Entries from an annotation dataset
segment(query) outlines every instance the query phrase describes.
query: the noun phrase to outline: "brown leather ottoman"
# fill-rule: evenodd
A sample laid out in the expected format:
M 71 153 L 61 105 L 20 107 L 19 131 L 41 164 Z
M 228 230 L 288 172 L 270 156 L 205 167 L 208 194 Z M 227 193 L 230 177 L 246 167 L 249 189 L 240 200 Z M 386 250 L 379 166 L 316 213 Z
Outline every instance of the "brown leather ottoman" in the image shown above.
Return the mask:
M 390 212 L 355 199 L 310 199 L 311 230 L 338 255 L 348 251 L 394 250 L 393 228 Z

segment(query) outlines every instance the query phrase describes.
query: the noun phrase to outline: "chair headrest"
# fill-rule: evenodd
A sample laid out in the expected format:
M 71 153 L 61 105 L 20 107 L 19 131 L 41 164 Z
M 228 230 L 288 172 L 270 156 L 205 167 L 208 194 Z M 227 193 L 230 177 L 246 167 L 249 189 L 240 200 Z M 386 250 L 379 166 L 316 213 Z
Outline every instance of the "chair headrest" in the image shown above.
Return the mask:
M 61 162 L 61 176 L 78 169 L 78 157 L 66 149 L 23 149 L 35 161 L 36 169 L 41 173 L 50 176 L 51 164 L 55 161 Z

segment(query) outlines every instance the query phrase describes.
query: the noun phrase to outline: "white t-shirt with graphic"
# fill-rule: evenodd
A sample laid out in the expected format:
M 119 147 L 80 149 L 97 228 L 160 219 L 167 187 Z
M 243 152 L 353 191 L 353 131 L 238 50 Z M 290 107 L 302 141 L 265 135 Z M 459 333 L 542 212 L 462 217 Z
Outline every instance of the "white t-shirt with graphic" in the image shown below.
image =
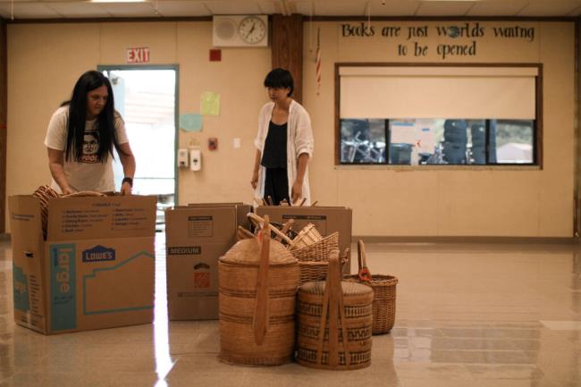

# Set exercise
Output every line of the items above as a JSON list of strings, with one string per line. Skip blank lines and leave the pictures out.

# Output for this task
[
  "segment(query) outlines every instance the query phrase describes.",
  "query: the noun phrase to outline: \"brown leather ottoman\"",
  "# fill-rule: evenodd",
  "A sample laid out in the expected format:",
  "M 71 153 L 61 105 L 20 107 L 19 131 L 41 164 Z",
  "M 228 230 L 288 172 L 270 156 L 205 167 L 208 194 Z M 227 193 L 230 177 L 246 167 L 249 189 L 240 200 Z M 386 250 L 379 166 L 316 213 Z",
  "Outline every instance of the \"brown leather ottoman\" in the image shown above.",
  "Return the mask:",
  "M 390 212 L 355 199 L 310 199 L 311 230 L 338 255 L 348 251 L 394 250 L 393 228 Z",
  "segment(query) outlines every instance the query phrase describes.",
  "query: the noun phrase to outline: \"chair headrest\"",
  "# fill-rule: evenodd",
  "A sample laid out in the expected format:",
  "M 71 153 L 61 105 L 20 107 L 19 131 L 41 164 Z",
  "M 228 230 L 288 172 L 270 156 L 205 167 L 208 194 Z M 227 193 L 230 177 L 246 167 L 249 189 L 240 200 Z M 386 250 L 379 166 L 316 213 Z",
  "Outline every instance of the \"chair headrest\" in the image shown above.",
  "Return the mask:",
  "M 61 162 L 61 176 L 78 169 L 78 157 L 66 149 L 23 149 L 35 161 L 36 169 L 41 173 L 50 176 L 51 164 L 55 161 Z",
  "segment(query) outlines every instance the query phrase describes.",
  "query: the noun phrase to outline: \"white t-shirt with graphic\"",
  "# fill-rule: evenodd",
  "A sample laid out in the expected format:",
  "M 119 147 L 80 149 L 97 228 L 160 219 L 167 187 Z",
  "M 243 152 L 353 191 L 353 131 L 238 50 Z M 290 107 L 302 141 L 265 135 Z M 459 333 L 542 212 L 462 217 Z",
  "Outline every instance of the \"white t-shirt with graphic\" in the image shown below.",
  "image ="
]